[任务要求]
在这篇讲 Flink 水位线的文本里,找出“水位线特征”一节下列出的每一条特征,全部列出。

[所给文本]
+-------+

【Flink】水位线设置与窗口的合并

Flink 水位线

时间语义

  • 事件时间:数据产生的时间
  • 处理时间:数据真正被处理的时刻

一般情况下,业务日志数据中都会记录数据生成的时间戳(timestamp),它就可以作为事件时间的判断基础。Flink 将事件时间作为默认的时间语义。

事件时间和窗口

逻辑时钟:事件进展靠着数据记录的时间戳来推动,使计算过程完全不依赖处理时间(系统时间)

水位线

用来衡量事件时间进展的标记。

有序流中的水位线

理想状态下希望数据按生成顺序进入流中,每条数据产生一个水位线。在实际中,由于数据量非常大,为提高效率,每隔一段时间生成一个水位线。

乱序流中的水位线

数据在节点中传输会导致顺序发生改变的乱序数据。

  • 当数据量小时候,对数据提取时间戳插入水位线。(对乱序情况判定,判断时间戳是否比之前的大,如果小于之前的时间戳则不在生成新的水位线 d)。
  • 数据量大的时候,同样以周期生成水位线,只需要保存一下之前所有数据中的最大时间戳,需要插入水位线时,就以最大时间戳作为新的水位线。
  • 对于迟到数据,为了让窗口正确收集迟到数据,可以等上一段时间(比如 2 秒)。即用当前已有数据最大时间戳减去 2 秒,就是要插入水位线的时间戳。
水位线特征
  • 水位线是插入数据流中的一个标记,可以认为是一个特殊数据。
  • 水位线主要是一个时间戳,表示当前事件时间的进展。
  • 水位线基于数据的时间戳生成。
  • 水位线时间戳必须单调递增,确保时钟一直向前推进。
  • 水位线可以设置延迟来保证正确处理乱序数据。
  • 水位线表示时间戳之前所有数据都到齐了,之后流中不会出现小于该时间戳数据。

生成水位线

基本原则:水位线设置后表示这个时间之前的数据全部到齐,之后不再出现。

生成策略

有序流中内置水位线设置

package ac.sict.reid.leo.Watermark;

import ac.sict.reid.leo.Computing.Aggregation.WaterSensorMapFunction;
import ac.sict.reid.leo.POJO.WaterSensor;
import org.apache.flink.api.common.eventtime.SerializableTimestampAssigner;
import org.apache.flink.api.common.eventtime.WatermarkStrategy;
import org.apache.flink.streaming.api.datastream.SingleOutputStreamOperator;
import org.apache.flink.streaming.api.environment.StreamExecutionEnvironment;
import org.apache.flink.streaming.api.functions.windowing.ProcessWindowFunction;
import org.apache.flink.streaming.api.windowing.assigners.TumblingProcessingTimeWindows;
import org.apache.flink.streaming.api.windowing.time.Time;
import org.apache.flink.streaming.api.windowing.windows.TimeWindow;
import org.apache.flink.util.Collector;

public class WaterlineCreateDemo {
    public static void main(String[] args) throws Exception {
        StreamExecutionEnvironment environment = StreamExecutionEnvironment.getExecutionEnvironment();
        environment.setParallelism(1);

        SingleOutputStreamOperator<WaterSensor> sensor = environment.socketTextStream("localhost", 7777).map(new WaterSensorMapFunction());

        //TODO 定义 Watermark 策略
        WatermarkStrategy<WaterSensor> watermarkStrategy = WatermarkStrategy.
                <WaterSensor>forMonotonousTimestamps().         // 指定watermark生成:升序、没有等待时间
                withTimestampAssigner(new SerializableTimestampAssigner<WaterSensor>() {
                    // 指定时间戳分配器,从数据中提取
                    @Override
                    public long extractTimestamp(WaterSensor element, long recordTimestrap) {
                        System.out.println("数据=" + element + ",recordTs = " + recordTimestrap);
                        return element.getTs() * 1000L;
                    }
                }
        );

        // TODO 指定 watermark 策略
        SingleOutputStreamOperator<WaterSensor> sensorWithWatermark = sensor.assignTimestampsAndWatermarks(watermarkStrategy);

        sensorWithWatermark.keyBy(value -> value.getId()).

+-------+

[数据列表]
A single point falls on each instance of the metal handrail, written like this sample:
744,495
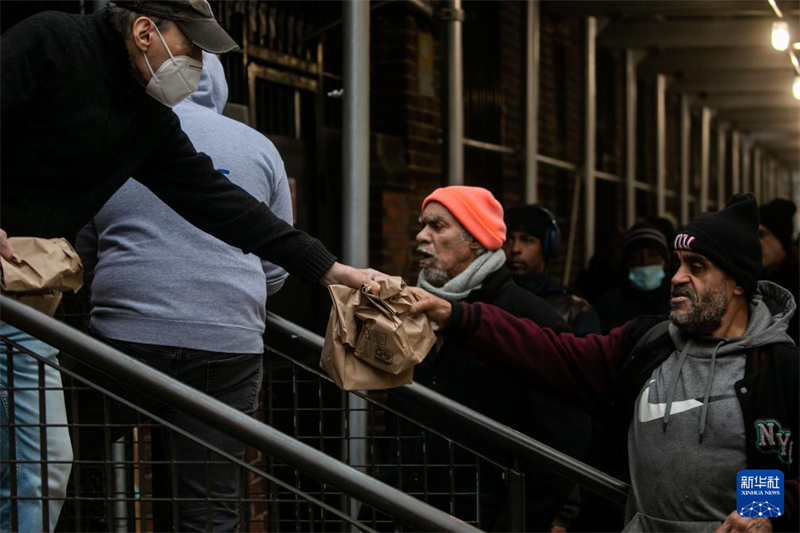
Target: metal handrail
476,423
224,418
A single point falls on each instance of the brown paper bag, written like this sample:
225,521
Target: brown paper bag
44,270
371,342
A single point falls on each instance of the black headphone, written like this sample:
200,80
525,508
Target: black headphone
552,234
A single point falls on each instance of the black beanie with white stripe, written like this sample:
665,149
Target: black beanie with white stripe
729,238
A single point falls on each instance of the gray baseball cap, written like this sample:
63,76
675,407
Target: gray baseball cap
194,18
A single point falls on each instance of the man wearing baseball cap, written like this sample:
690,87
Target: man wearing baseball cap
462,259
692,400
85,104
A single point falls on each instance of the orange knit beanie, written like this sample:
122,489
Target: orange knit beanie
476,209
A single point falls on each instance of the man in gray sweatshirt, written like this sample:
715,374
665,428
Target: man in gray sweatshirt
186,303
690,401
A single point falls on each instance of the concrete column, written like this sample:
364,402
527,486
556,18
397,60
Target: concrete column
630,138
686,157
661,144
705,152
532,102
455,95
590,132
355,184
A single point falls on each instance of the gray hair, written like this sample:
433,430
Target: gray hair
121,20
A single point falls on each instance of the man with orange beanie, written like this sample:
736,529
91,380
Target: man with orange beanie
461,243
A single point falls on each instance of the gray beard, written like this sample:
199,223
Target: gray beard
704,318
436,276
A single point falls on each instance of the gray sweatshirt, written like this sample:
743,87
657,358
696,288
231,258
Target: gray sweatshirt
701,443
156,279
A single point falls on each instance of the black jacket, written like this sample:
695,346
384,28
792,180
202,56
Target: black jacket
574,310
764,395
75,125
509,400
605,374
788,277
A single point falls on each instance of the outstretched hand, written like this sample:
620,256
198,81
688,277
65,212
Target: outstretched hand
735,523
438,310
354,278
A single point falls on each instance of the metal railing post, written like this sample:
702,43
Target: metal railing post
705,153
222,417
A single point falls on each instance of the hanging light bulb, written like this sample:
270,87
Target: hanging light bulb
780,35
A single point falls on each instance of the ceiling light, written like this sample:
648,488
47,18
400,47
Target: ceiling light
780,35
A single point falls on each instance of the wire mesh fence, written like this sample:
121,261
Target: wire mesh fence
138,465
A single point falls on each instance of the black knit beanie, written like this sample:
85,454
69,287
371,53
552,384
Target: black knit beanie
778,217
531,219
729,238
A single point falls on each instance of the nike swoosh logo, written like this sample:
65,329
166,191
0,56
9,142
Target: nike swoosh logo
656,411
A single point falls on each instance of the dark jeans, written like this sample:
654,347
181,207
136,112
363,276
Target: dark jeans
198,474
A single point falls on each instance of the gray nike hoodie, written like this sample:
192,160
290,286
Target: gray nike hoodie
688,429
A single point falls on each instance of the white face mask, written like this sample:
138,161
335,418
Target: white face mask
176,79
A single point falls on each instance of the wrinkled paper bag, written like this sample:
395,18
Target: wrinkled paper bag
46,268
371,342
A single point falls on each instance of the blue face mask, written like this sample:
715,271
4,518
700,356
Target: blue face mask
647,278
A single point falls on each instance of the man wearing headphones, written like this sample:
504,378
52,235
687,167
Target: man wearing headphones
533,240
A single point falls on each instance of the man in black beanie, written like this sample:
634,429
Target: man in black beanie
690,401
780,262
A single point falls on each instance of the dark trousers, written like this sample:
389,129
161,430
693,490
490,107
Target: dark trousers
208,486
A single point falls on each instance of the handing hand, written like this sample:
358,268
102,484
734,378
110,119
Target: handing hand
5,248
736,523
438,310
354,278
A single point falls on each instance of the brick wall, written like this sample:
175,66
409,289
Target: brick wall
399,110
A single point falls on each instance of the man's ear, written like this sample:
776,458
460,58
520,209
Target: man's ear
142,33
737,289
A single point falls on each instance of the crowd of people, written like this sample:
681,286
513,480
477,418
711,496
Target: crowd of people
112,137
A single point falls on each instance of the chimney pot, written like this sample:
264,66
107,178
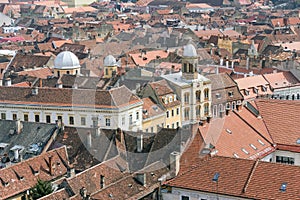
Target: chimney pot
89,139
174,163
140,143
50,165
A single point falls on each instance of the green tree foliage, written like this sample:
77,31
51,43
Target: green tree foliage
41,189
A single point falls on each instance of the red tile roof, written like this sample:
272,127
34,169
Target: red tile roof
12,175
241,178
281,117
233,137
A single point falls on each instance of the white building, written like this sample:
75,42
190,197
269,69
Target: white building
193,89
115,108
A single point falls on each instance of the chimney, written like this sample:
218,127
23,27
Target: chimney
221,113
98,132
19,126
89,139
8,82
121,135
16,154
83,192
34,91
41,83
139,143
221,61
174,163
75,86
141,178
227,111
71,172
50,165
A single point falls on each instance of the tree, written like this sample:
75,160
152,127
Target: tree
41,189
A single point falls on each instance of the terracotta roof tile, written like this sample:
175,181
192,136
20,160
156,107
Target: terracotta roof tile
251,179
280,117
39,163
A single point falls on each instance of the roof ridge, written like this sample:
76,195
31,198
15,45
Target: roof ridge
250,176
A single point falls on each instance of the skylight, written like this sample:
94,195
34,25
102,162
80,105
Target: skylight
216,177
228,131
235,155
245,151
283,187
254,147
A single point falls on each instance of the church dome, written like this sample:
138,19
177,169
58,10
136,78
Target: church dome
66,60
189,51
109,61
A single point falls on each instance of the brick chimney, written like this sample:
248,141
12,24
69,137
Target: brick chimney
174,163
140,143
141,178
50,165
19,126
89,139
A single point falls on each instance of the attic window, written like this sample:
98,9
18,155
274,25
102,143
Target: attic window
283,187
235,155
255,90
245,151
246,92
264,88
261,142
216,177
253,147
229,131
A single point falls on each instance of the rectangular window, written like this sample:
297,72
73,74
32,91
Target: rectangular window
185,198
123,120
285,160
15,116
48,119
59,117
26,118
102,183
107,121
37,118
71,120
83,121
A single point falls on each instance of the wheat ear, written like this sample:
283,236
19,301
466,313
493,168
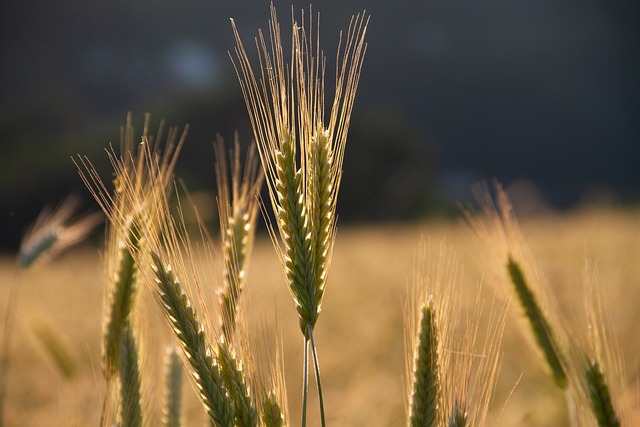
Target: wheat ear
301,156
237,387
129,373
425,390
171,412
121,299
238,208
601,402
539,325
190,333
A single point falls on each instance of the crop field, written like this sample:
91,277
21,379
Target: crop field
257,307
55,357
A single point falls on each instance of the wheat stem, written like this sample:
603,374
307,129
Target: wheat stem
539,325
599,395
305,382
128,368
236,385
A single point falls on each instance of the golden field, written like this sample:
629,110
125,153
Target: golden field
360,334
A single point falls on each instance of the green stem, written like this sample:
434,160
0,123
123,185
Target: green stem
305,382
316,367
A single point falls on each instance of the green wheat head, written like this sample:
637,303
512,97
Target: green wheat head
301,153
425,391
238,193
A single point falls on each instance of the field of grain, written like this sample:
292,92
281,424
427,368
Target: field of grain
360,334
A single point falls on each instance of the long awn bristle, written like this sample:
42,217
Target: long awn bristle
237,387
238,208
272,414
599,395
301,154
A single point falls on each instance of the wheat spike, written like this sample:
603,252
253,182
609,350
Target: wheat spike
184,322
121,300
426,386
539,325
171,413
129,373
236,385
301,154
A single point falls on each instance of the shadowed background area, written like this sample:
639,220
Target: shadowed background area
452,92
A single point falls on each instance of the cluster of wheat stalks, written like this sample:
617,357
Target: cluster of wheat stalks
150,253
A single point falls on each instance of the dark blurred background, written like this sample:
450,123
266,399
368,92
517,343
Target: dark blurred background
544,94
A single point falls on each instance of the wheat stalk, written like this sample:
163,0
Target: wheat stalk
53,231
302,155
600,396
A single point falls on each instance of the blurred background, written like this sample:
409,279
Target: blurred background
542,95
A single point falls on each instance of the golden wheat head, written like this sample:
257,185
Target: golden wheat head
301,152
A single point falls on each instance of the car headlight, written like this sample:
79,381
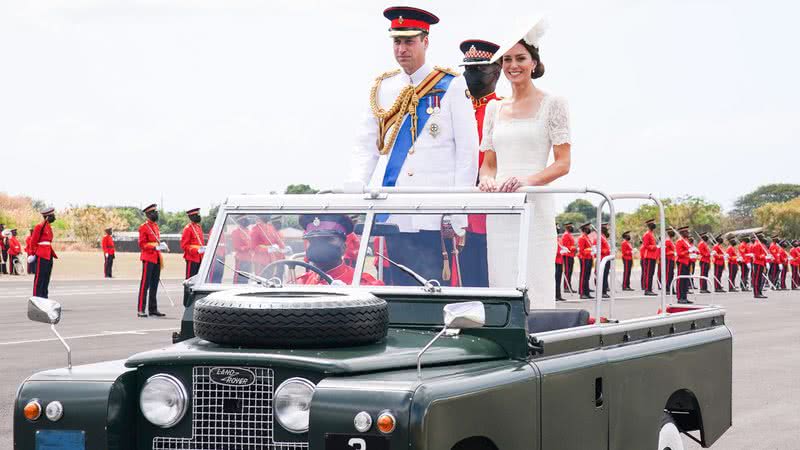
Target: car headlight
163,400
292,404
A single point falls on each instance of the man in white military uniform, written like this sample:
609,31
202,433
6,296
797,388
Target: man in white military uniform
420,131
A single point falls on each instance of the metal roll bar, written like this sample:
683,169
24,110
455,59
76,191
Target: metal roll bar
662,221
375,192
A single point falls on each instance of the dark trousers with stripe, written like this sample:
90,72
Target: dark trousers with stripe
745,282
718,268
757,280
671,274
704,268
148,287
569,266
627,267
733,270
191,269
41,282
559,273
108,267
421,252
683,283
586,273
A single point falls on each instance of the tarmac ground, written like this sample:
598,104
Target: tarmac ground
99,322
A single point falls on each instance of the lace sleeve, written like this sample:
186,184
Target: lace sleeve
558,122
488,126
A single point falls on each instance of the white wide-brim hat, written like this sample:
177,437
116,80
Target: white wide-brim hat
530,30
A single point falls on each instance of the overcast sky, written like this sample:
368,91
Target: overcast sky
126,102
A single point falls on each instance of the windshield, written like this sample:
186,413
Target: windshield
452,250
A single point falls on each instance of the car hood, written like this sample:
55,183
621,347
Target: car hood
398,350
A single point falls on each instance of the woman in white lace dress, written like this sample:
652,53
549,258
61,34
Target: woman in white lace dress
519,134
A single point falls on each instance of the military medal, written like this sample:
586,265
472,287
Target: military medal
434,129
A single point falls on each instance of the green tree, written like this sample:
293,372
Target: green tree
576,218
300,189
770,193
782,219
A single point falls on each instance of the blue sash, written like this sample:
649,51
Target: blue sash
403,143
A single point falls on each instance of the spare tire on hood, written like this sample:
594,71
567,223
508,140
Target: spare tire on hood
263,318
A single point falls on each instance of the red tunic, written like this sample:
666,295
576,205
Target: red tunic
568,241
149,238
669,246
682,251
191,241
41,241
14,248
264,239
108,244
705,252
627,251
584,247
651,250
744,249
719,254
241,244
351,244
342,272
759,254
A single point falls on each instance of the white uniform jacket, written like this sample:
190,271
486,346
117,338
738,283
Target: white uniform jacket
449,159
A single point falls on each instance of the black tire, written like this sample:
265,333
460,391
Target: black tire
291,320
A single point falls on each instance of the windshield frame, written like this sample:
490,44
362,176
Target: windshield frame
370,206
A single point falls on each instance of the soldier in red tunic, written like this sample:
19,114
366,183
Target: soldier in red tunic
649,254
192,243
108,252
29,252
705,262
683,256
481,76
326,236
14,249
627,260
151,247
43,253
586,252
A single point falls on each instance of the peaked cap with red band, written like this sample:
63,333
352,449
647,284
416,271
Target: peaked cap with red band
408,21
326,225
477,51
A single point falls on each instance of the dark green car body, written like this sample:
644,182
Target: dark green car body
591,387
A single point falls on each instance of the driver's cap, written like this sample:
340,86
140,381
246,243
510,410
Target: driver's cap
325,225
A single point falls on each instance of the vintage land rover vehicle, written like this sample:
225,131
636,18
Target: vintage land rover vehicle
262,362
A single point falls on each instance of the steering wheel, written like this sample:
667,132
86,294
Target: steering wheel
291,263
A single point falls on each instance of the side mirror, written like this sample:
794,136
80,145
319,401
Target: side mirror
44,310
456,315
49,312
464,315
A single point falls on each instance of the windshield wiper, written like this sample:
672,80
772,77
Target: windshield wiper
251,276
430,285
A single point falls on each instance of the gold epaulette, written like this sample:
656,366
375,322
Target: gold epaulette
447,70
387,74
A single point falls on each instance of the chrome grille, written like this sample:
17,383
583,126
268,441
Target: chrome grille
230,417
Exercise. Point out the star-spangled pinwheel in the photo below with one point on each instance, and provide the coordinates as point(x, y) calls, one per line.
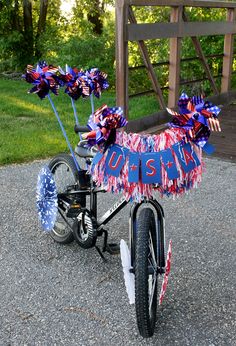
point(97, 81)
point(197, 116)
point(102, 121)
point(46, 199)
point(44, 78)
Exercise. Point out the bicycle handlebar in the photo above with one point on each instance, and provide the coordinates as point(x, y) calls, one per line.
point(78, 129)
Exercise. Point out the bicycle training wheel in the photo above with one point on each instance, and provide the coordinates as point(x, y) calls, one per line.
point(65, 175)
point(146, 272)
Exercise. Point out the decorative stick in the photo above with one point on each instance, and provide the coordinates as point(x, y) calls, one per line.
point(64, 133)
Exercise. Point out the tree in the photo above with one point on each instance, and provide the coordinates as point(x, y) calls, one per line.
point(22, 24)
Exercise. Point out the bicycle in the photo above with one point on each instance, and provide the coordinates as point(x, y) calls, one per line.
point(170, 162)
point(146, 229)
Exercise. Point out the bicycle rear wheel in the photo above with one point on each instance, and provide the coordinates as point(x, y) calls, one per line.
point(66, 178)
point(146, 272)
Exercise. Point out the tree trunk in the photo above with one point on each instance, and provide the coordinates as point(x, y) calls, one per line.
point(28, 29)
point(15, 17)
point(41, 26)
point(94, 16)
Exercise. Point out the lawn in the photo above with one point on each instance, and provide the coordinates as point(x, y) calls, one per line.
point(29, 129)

+-------+

[练习答案]
1. 水位线是插入数据流中的一个标记,可以认为是一个特殊数据。
2. 水位线主要是一个时间戳,表示当前事件时间的进展。
3. 水位线基于数据的时间戳生成。
4. 水位线时间戳必须单调递增,确保时钟一直向前推进。
5. 水位线可以设置延迟来保证正确处理乱序数据。
6. 水位线表示时间戳之前所有数据都到齐了,之后流中不会出现小于该时间戳数据。